Consignes >>
a - Recopiez le texte sur les psychologues entre « L’exode accéléré des » et « celui du privé. », ces deux passages compris.
b - Dites si chacune de ces affirmations concorde avec le texte sur les psychologues, par oui ou non, en citant textuellement les mots du texte qui tranchent : (i) le psychologue du réseau public gagne en moyenne 44 % de moins que celui du privé ; (ii) certains coachs de vie demandent jusqu'à 500 $ de l'heure ; (iii) le syndicat actuel des psychologues accepte la reconnaissance qu'ils demandent.

L’exode accéléré des psychologues vers le secteur privé était prévisible – on en parle depuis des années. Après une durée d’études comparable aux médecins spécialistes, souvent accompagnée d’endettement, qui voudrait entreprendre sa carrière avec des conditions désavantageuses ?

Même lorsque les avantages sociaux du public et les frais occasionnés par la pratique privée sont calculés, le psychologue qui œuvre au public gagne en moyenne 44 % de moins que celui du privé.

On a déjà accusé les psychologues du privé de « profiter » de la vulnérabilité de leurs clients pour leur facturer un tarif élevé. Cependant, à titre comparatif et sans remettre en question les besoins qu’ils comblent, certains coachs de vie (ou « thérapeutes en relation d’aide ») demandent jusqu’à 300 $ de l’heure sans études universitaires, sans ordre professionnel protégeant le public et sans accréditation pour exercer la psychothérapie ! Une augmentation de 44 % dans le réseau public ferait en sorte que les psychologues débuteraient à moins de 50 $ de l’heure. Il nous semble que la nature de notre profession, notre expertise et les années d’études qui les accompagnent valent bien la reconnaissance que les psychologues demandent ! Mais ça, leur syndicat actuel leur refuse catégoriquement.

Entrées enregistrées:

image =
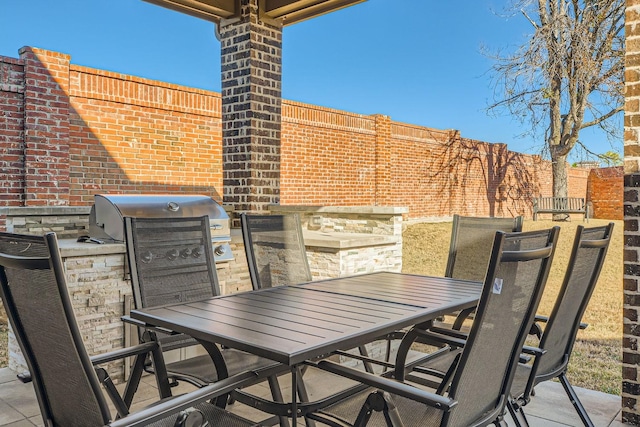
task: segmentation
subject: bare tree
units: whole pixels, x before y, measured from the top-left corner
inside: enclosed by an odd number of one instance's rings
[[[513,7],[534,32],[514,53],[493,56],[489,110],[506,110],[533,135],[544,134],[553,195],[566,197],[567,156],[581,144],[580,131],[598,126],[620,138],[625,2],[518,0]]]

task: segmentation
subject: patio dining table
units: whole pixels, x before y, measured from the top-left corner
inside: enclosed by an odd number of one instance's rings
[[[136,309],[131,318],[288,365],[296,390],[306,360],[473,307],[480,292],[477,282],[379,272]]]

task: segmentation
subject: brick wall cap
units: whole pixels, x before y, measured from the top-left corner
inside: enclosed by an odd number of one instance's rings
[[[269,205],[274,213],[310,212],[310,213],[338,213],[338,214],[369,214],[369,215],[401,215],[409,212],[408,207],[400,206],[304,206],[304,205]]]

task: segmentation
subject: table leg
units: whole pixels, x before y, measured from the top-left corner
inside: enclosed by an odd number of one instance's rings
[[[298,426],[298,367],[291,368],[291,426]]]

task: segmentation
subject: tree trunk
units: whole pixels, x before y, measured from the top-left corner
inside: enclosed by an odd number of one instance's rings
[[[553,151],[552,151],[553,152]],[[553,155],[551,156],[551,170],[553,172],[553,197],[567,197],[569,195],[568,190],[568,174],[567,174],[567,155]],[[567,214],[554,214],[554,221],[565,221],[569,215]]]

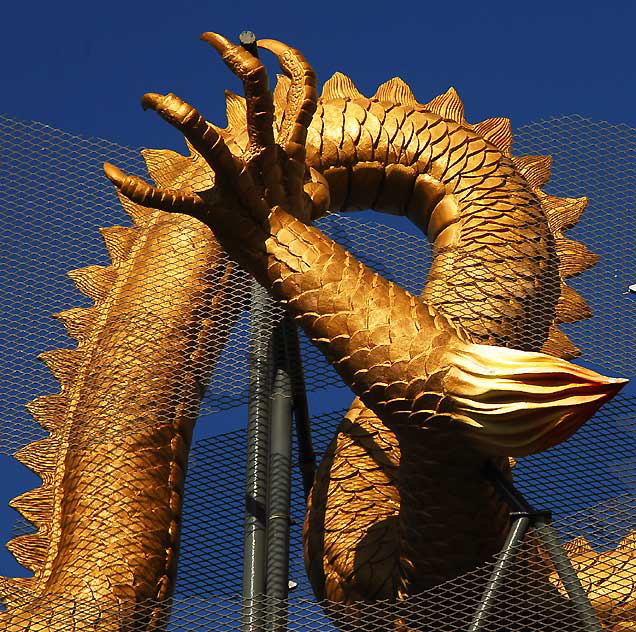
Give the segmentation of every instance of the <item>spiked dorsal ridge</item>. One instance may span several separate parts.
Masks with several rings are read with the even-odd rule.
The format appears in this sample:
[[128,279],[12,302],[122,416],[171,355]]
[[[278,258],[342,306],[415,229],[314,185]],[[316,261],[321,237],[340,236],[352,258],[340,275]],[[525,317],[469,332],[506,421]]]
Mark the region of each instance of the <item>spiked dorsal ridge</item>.
[[409,85],[399,77],[389,79],[378,87],[371,97],[377,101],[389,101],[400,105],[415,105],[417,103]]
[[84,296],[102,301],[108,296],[117,271],[112,266],[87,266],[70,270],[67,274]]
[[22,566],[36,575],[44,565],[48,550],[49,538],[41,533],[20,535],[7,542],[7,549]]
[[533,189],[543,186],[550,179],[552,156],[520,156],[512,160]]
[[559,269],[564,279],[581,274],[598,261],[598,255],[579,241],[562,237],[556,240],[555,246],[559,256]]
[[[7,608],[24,607],[26,603],[30,603],[36,581],[36,577],[12,577],[10,579],[0,577],[0,597]],[[0,613],[0,617],[2,617],[2,613]]]
[[9,502],[9,506],[19,511],[36,527],[41,528],[48,524],[53,515],[53,501],[53,488],[42,485],[16,496]]
[[64,325],[68,335],[79,343],[82,343],[90,335],[96,317],[97,312],[93,307],[72,307],[53,314],[53,318]]
[[26,408],[40,426],[46,428],[49,432],[55,433],[64,424],[68,401],[60,393],[41,395],[28,402]]
[[335,72],[330,79],[327,79],[322,87],[321,99],[330,101],[332,99],[361,99],[362,93],[353,85],[353,81],[341,72]]
[[106,250],[114,264],[122,263],[128,257],[133,242],[135,230],[129,226],[108,226],[100,228]]
[[[144,158],[145,157],[146,156],[144,155]],[[184,158],[184,156],[181,156],[181,157]],[[166,175],[168,173],[169,171],[166,170]],[[153,180],[157,182],[157,184],[159,184],[155,176],[153,176]],[[172,179],[170,179],[170,182],[172,183]],[[132,219],[133,223],[136,226],[143,226],[144,224],[147,224],[152,218],[152,216],[157,212],[154,209],[147,208],[145,206],[139,206],[139,204],[135,204],[134,202],[131,202],[127,197],[119,193],[119,191],[117,191],[117,197],[119,198],[119,202],[122,205],[122,208],[124,209],[124,211],[126,211],[128,216],[130,217],[130,219]]]
[[481,123],[475,124],[474,129],[484,140],[492,143],[503,154],[506,156],[510,155],[510,148],[512,147],[510,119],[503,116],[486,119]]
[[537,191],[552,232],[559,235],[574,226],[587,206],[587,198],[558,198]]
[[57,441],[48,437],[24,446],[15,453],[15,458],[44,482],[49,482],[55,468],[56,450]]
[[464,123],[464,104],[459,98],[455,88],[450,87],[444,94],[440,94],[432,101],[424,105],[424,108],[439,114],[442,118],[455,121],[455,123]]

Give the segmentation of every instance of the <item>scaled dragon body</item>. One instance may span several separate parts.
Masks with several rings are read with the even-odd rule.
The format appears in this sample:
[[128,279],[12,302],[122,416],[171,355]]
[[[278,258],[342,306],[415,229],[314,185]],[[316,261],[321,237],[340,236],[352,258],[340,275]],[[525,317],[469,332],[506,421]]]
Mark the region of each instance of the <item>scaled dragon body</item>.
[[[138,219],[107,232],[112,268],[76,275],[96,306],[62,316],[78,350],[49,356],[62,367],[62,393],[31,405],[52,437],[18,455],[44,484],[14,506],[40,531],[12,550],[34,577],[0,585],[0,629],[164,624],[206,377],[195,360],[214,360],[231,323],[219,310],[237,291],[222,249],[286,305],[357,395],[305,525],[314,590],[349,620],[363,622],[359,603],[407,597],[496,553],[509,516],[481,476],[486,460],[508,472],[507,456],[565,440],[624,382],[559,359],[576,349],[557,325],[589,316],[564,281],[595,258],[562,233],[585,200],[541,191],[549,159],[513,158],[506,119],[470,125],[452,89],[419,104],[399,79],[366,98],[336,74],[317,99],[300,53],[266,40],[287,75],[272,95],[249,52],[204,39],[243,79],[246,99],[228,96],[221,130],[174,95],[146,95],[144,106],[184,133],[190,156],[146,152],[157,187],[106,166]],[[311,225],[361,208],[406,215],[428,235],[434,259],[422,297]],[[214,236],[164,211],[193,215]],[[173,264],[175,248],[184,254]],[[153,346],[148,335],[174,344]],[[112,439],[88,441],[107,426],[106,407]],[[112,511],[106,478],[109,495],[121,494]],[[93,619],[79,607],[56,612],[50,593]]]

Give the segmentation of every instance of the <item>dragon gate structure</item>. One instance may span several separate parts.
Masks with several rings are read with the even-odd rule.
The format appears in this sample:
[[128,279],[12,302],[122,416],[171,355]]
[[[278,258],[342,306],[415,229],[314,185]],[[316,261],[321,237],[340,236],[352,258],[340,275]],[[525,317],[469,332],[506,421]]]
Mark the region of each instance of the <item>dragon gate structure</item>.
[[[570,362],[559,329],[592,315],[567,281],[597,256],[564,235],[586,199],[544,192],[550,158],[513,156],[508,120],[468,123],[453,89],[422,104],[391,79],[365,97],[337,73],[318,96],[302,54],[262,40],[284,73],[272,93],[250,37],[202,38],[245,97],[227,94],[222,129],[146,94],[189,155],[144,150],[154,185],[104,166],[133,225],[101,229],[109,265],[69,273],[93,301],[56,314],[77,347],[40,355],[61,389],[28,404],[48,434],[16,457],[42,484],[11,504],[36,531],[7,546],[32,576],[0,580],[0,630],[300,629],[292,407],[305,566],[326,615],[302,629],[636,630],[634,532],[562,547],[511,469],[576,440],[626,383]],[[319,221],[363,209],[427,236],[421,295]],[[243,599],[228,621],[174,627],[195,421],[246,307]],[[292,318],[355,394],[315,476]]]

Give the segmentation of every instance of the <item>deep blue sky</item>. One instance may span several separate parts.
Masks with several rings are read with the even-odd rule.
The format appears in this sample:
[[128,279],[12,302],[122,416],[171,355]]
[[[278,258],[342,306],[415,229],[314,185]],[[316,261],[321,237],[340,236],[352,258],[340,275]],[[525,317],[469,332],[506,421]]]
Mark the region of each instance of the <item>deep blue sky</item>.
[[[172,91],[223,123],[223,90],[239,86],[198,38],[252,29],[302,50],[321,83],[339,70],[371,94],[397,75],[423,102],[453,85],[473,122],[505,115],[519,127],[578,113],[636,127],[635,23],[631,1],[14,1],[2,9],[0,111],[121,145],[181,149],[140,96]],[[5,476],[0,574],[15,569],[1,546],[15,519],[6,499],[32,485],[14,470]]]
[[0,110],[128,146],[177,143],[139,97],[175,92],[216,123],[229,71],[198,36],[252,29],[300,48],[319,80],[364,93],[401,76],[426,102],[453,85],[467,118],[513,127],[579,113],[636,126],[636,3],[42,2],[2,10]]

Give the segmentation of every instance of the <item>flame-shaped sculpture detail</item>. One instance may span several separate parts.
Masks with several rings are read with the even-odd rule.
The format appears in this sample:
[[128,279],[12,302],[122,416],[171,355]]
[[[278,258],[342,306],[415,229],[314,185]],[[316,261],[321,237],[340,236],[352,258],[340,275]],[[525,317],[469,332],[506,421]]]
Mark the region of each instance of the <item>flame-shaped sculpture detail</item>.
[[[193,420],[183,407],[196,408],[195,386],[205,380],[191,362],[213,355],[210,340],[226,333],[214,330],[215,310],[236,291],[228,269],[217,269],[221,247],[284,303],[357,395],[320,467],[305,525],[314,590],[340,602],[349,621],[363,617],[359,603],[407,597],[496,553],[509,512],[481,475],[486,460],[509,475],[506,457],[567,439],[625,382],[567,361],[578,350],[557,326],[590,310],[565,281],[596,257],[563,230],[578,221],[585,199],[541,190],[549,157],[512,157],[506,119],[471,125],[453,89],[420,104],[400,79],[366,98],[336,73],[318,97],[302,55],[263,40],[285,73],[272,94],[264,66],[246,49],[214,33],[203,39],[243,81],[246,98],[228,94],[228,127],[220,129],[175,95],[147,94],[144,107],[184,134],[190,155],[145,152],[157,186],[105,165],[124,206],[143,220],[106,232],[112,268],[75,275],[96,305],[62,316],[78,350],[45,358],[62,392],[31,409],[52,437],[19,455],[44,484],[14,501],[40,531],[12,544],[35,576],[5,581],[2,629],[36,629],[28,628],[36,620],[71,629],[63,615],[33,605],[48,593],[93,604],[96,622],[107,607],[119,608],[111,627],[102,619],[82,629],[160,627],[139,612],[172,588]],[[405,215],[428,235],[434,258],[421,297],[312,225],[328,211],[364,208]],[[214,237],[165,211],[202,220]],[[186,242],[195,246],[171,268],[163,253]],[[155,321],[155,342],[169,333],[179,349],[139,338],[154,350],[143,370],[152,363],[157,380],[134,379],[134,345],[126,359],[115,344],[148,333],[135,321],[148,313],[144,301],[169,312]],[[125,329],[115,315],[126,316]],[[106,387],[114,362],[131,372],[115,393]],[[170,399],[180,382],[187,387]],[[149,401],[156,407],[146,411]],[[106,404],[123,438],[68,450],[99,432]],[[170,423],[153,422],[159,407]],[[139,432],[138,416],[146,420]],[[156,465],[149,470],[137,454]],[[108,470],[113,458],[127,462]],[[124,520],[100,498],[105,476],[121,486]],[[157,494],[131,493],[137,480]],[[103,509],[99,520],[89,507]],[[80,539],[94,540],[83,559],[75,554]],[[115,561],[101,565],[102,551]],[[560,590],[557,580],[546,582]],[[20,591],[26,603],[11,603]]]

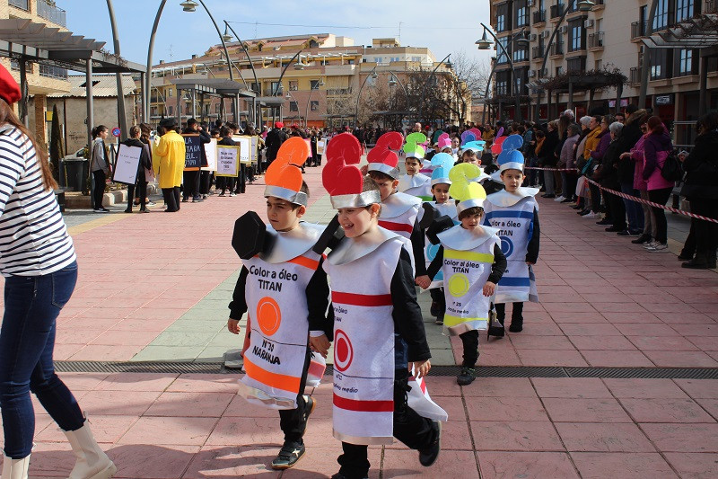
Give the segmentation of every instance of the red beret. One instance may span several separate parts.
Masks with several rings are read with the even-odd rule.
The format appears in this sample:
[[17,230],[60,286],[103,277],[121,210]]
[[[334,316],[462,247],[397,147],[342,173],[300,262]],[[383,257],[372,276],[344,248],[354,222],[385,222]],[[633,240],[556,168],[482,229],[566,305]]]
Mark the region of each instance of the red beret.
[[7,69],[0,65],[0,98],[12,105],[22,95],[20,93],[20,86]]

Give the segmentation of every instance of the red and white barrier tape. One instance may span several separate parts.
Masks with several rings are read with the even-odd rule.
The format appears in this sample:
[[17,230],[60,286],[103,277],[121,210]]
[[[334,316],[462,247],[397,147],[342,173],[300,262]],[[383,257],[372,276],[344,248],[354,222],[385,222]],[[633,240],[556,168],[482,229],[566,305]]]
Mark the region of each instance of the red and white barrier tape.
[[[525,169],[527,169],[527,170],[547,170],[547,171],[553,171],[553,172],[565,172],[565,171],[575,172],[576,171],[575,168],[571,168],[571,169],[538,168],[538,167],[535,167],[535,166],[527,166]],[[633,195],[629,195],[629,194],[626,194],[626,193],[624,193],[624,192],[621,192],[621,191],[617,191],[616,190],[611,190],[610,188],[606,188],[605,186],[601,186],[599,183],[597,183],[596,182],[594,182],[593,180],[589,180],[588,178],[586,178],[586,181],[588,182],[593,184],[593,185],[598,186],[600,190],[603,190],[604,191],[608,191],[608,192],[609,192],[611,194],[614,194],[614,195],[616,195],[617,197],[625,198],[626,200],[629,200],[631,201],[635,201],[636,203],[644,203],[644,205],[649,205],[649,206],[652,206],[652,207],[654,207],[654,208],[663,208],[663,209],[665,209],[667,211],[670,211],[672,213],[678,213],[679,215],[684,215],[684,216],[690,217],[695,217],[695,218],[697,218],[697,219],[703,219],[704,221],[710,221],[711,223],[718,223],[718,219],[715,219],[715,218],[713,218],[713,217],[702,217],[700,215],[696,215],[696,213],[690,213],[689,211],[684,211],[682,209],[678,209],[676,208],[671,208],[671,207],[666,206],[666,205],[659,205],[658,203],[654,203],[652,201],[649,201],[649,200],[644,200],[642,198],[637,198],[637,197],[635,197]]]

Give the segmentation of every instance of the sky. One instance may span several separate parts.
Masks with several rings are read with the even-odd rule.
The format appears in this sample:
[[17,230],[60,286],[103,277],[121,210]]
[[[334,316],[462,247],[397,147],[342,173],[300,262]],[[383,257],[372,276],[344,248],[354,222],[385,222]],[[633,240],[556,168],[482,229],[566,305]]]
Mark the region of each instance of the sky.
[[[223,32],[226,20],[242,40],[334,33],[353,38],[355,45],[371,45],[372,38],[398,37],[402,46],[428,47],[437,61],[447,54],[463,51],[469,58],[487,62],[493,53],[480,52],[474,45],[481,37],[480,23],[489,24],[488,0],[456,0],[449,4],[451,8],[447,4],[427,0],[204,2]],[[164,6],[155,37],[154,65],[161,59],[169,62],[189,58],[193,53],[201,55],[219,43],[216,30],[202,6],[190,13],[182,12],[180,3],[168,0]],[[106,41],[105,49],[113,51],[105,1],[57,0],[57,4],[66,11],[68,30]],[[146,64],[150,32],[159,5],[160,0],[114,0],[120,53],[126,59]],[[432,26],[433,21],[441,23]]]

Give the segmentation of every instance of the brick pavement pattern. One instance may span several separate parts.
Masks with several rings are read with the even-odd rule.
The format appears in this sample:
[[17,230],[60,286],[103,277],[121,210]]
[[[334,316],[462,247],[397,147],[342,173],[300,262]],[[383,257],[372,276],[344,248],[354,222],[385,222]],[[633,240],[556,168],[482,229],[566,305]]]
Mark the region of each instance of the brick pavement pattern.
[[[328,209],[320,173],[309,168],[306,179],[312,201]],[[230,238],[236,217],[261,214],[263,188],[78,230],[80,279],[58,320],[56,359],[210,360],[238,342],[224,330],[240,267]],[[541,303],[526,306],[522,333],[489,343],[482,337],[480,365],[718,367],[714,271],[681,269],[673,253],[648,253],[565,205],[539,204]],[[330,214],[312,212],[321,217]],[[457,343],[428,314],[426,328],[433,349],[447,352],[434,363],[453,363],[442,348]],[[313,479],[338,470],[330,378],[310,390],[318,406],[307,456],[279,473],[268,468],[282,442],[276,412],[237,396],[237,375],[61,376],[117,477]],[[430,377],[427,384],[449,412],[437,464],[422,468],[400,444],[372,448],[371,477],[718,476],[716,380],[488,377],[460,387],[454,377]],[[35,407],[31,477],[66,477],[69,445]]]

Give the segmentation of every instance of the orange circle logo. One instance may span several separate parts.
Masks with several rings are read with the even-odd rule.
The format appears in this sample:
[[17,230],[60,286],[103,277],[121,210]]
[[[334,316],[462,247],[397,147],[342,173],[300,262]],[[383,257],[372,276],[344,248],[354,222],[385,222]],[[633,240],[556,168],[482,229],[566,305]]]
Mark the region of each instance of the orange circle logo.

Réponses dans l'ordre >>
a -
L’exode accéléré des psychologues vers le secteur privé était prévisible – on en parle depuis des années. Après une durée d’études comparable aux médecins spécialistes, souvent accompagnée d’endettement, qui voudrait entreprendre sa carrière avec des conditions désavantageuses ?

Même lorsque les avantages sociaux du public et les frais occasionnés par la pratique privée sont calculés, le psychologue qui œuvre au public gagne en moyenne 44 % de moins que celui du privé.

b -
(i) Oui : « le psychologue qui œuvre au public gagne en moyenne 44 % de moins que celui du privé »
(ii) Non : « demandent jusqu’à 300 $ de l’heure »
(iii) Non : « leur syndicat actuel leur refuse catégoriquement »